EXCERPTED TEXT
Note that the equidistribution statement for a fixed ${\ell}$ is valid, and is a special case of the Chebotarev Density Theorem: for any conjugacy class $C$ in $Y_{\ell}$ , we have $\lim_{T\rightarrow +\infty} \frac{|\{p\leq T : \rho_{\ell}(F_p)=C \}|}{\pi(T)} =\frac{|C|}{|G_{\ell}|}.$

What are the applications of such a sieve setting? They arise because $F_p$ has the following properties: the trace of $\rho_{\ell}(F_p)$ (seen as an element of $GL(2,\mathbf{F}_{\ell})$ ) is the residue class modulo ${\ell}$ of the integer $a_p$ such that

$|E(\mathbf{F}_p)|=p+1-a_p$

In particular, controlling the conjugacy class of $F_p$ implies that the order of the curve modulo $p$ is (somehow) controlled, and these orders (or $a_p$ equivalently) control (at least conjecturally!) much of the arithmetic properties of the elliptic curve. In particular, recall that the Birch and Swinnerton-Dyer conjecture states that the rank of $E(\mathbf{Q})$ should be the order at $s=1$ of the Euler product

$\prod_{p}{(1-a_p p^{-s}+p^{1-2s})^{-1}}.$

Certainly, one can see how sieving in this context will lead to information on, say, almost-prime values of $|E(\mathbf{F}_p)|$ , and many other arithmetic properties of the $a_p$ which are of great importance for instance in understanding some algorithms such as elliptic curve primality proving, elliptic curve cryptography, etc. $\diamond$

— Two sieve inequalities —

Coming back to the “large sieve inequalities”, we mentioned that they will provide one possible way to get upper bounds for the measure of $S(X,\Omega,L)$ , which are often comparable in size with the “expected” measure (1) above. There are two forms, which are inspired by the corresponding inequalities for integers due to Renyi and Montgomery respectively. Both depend on bounding a further quantity $\Delta$ , which is the crucial ingredient, and which is explained below (without knowing something about $\Delta$ , the inequalities are useless; they should be read assuming that $\Delta$ is close to $\mu(X)$ , possibly up to a constant multiplicative factor).

I. Renyi’s sieve takes the form

$\int_{X}{\Bigl( N(x,L)-M(L) \Bigr)^2d\mu(x)}\leq \Delta M(L)$

where $N(x,L)$ is the number of ${\ell}\in L$ such that $\rho_{\ell}(F_x)\in \Omega_{\ell}$ , while $M(L)$ is the “expected” value of this quantity, namely the sum over ${\ell}\in L$ of $\nu_{\ell}(\Omega_{\ell})$ .

So there is a clear interpretation: if $\Delta$ is indeed close to $\mu(X)$ , this means that $N(x,L)$ is close to $M(L)$ for “most” $x$ (in mean-square sense). In the case of counting primes, this inequality becomes the Turán inequality

$\sum_{n\leq N}{(\omega(n)-\log\log N)}^2 \ll N(\log\log N)^{-1},$

which is known to be sharp (in fact there is an asymptotic formula of this size for the left-hand side).

In the case of Example 5 (elliptic curves), this gives some lower bound for the number of prime divisors of the denominator of “most” rational points (not without some extra work; and note that the proof require the use of Siegel’s Theorem: it does not provide another approach to it).

LISTING
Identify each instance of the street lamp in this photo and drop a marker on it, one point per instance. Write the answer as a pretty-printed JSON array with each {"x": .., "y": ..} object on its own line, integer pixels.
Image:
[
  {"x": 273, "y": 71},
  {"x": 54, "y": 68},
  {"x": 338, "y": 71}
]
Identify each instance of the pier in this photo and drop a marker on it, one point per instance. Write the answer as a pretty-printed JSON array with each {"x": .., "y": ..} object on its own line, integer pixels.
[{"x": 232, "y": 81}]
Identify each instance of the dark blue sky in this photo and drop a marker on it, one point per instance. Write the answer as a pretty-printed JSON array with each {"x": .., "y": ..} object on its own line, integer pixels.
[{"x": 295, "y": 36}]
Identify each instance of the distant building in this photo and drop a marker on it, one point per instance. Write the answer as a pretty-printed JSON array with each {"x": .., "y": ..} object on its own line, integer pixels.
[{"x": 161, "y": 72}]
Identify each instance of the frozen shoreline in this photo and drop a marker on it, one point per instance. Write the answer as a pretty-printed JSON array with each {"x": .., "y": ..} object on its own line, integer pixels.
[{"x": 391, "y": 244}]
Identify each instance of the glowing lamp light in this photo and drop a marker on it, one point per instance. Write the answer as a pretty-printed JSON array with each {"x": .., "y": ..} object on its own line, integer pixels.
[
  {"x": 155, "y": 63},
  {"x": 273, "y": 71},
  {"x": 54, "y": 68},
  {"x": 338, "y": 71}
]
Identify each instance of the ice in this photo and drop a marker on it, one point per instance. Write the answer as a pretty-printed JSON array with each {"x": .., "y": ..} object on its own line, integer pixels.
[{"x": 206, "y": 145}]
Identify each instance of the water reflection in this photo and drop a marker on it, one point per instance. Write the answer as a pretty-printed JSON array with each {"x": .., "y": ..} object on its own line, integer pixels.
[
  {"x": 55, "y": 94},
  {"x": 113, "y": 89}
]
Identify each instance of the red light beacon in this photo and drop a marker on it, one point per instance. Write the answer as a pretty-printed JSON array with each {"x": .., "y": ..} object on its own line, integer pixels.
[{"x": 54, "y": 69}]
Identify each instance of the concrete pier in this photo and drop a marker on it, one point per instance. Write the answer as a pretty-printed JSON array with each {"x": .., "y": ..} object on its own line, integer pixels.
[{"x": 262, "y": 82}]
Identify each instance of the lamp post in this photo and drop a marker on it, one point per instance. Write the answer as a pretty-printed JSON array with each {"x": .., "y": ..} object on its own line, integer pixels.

WHAT THE TASK REQUIRES
Copy the sieve passage from "So there is" through "the left-hand side).", replacing "sharp" with "optimal".

COMPLETED TASK
So there is a clear interpretation: if $\Delta$ is indeed close to $\mu(X)$ , this means that $N(x,L)$ is close to $M(L)$ for “most” $x$ (in mean-square sense). In the case of counting primes, this inequality becomes the Turán inequality

$\sum_{n\leq N}{(\omega(n)-\log\log N)}^2 \ll N(\log\log N)^{-1},$

which is known to be optimal (in fact there is an asymptotic formula of this size for the left-hand side).